■ Data listing
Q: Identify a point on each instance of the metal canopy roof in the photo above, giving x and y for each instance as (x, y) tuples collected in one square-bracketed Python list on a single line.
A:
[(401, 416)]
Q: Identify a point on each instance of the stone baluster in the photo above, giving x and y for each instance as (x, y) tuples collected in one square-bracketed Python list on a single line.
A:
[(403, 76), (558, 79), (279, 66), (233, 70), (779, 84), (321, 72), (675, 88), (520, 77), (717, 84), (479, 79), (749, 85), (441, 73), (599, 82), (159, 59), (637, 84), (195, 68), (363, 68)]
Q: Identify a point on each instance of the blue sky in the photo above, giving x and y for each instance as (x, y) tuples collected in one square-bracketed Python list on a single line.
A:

---

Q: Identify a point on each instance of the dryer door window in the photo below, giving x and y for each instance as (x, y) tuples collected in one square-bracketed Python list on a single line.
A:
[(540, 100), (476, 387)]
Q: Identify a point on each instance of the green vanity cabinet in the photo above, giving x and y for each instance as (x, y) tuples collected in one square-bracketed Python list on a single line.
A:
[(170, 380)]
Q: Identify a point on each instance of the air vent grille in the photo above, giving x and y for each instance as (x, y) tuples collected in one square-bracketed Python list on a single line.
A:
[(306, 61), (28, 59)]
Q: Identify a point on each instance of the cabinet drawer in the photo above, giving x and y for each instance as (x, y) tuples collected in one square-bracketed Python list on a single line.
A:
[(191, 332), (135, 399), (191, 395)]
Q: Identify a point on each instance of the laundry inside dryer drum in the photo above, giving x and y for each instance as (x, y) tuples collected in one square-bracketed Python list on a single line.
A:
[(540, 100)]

■ Task prompt
Write out the lines above again without any changes, everything from the line that contains "Q: Identify a point on each instance of the green" down to the line that contains "[(191, 332), (135, 399), (191, 395)]", with both of those lines included.

■ Complete output
Q: Identify a point on each instance of the green vanity cabinet in the photo above, giving x and y for each instance as (x, y) tuples collected in one square-bracketed Python list on a single line.
A:
[(170, 380)]
Q: Identify a point on each instance of the air vent grille in the photo above, giving x and y for each instance as (x, y) tuples collected in one square-bracketed Python list on a single line.
A:
[(306, 61), (28, 59)]
Q: Identify a point on each instance of the cabinet drawer in the photo above, giving x and y for each instance as (x, y) tuples collected in one square-bracketed Python list on a single line.
A:
[(191, 332), (135, 399), (191, 395)]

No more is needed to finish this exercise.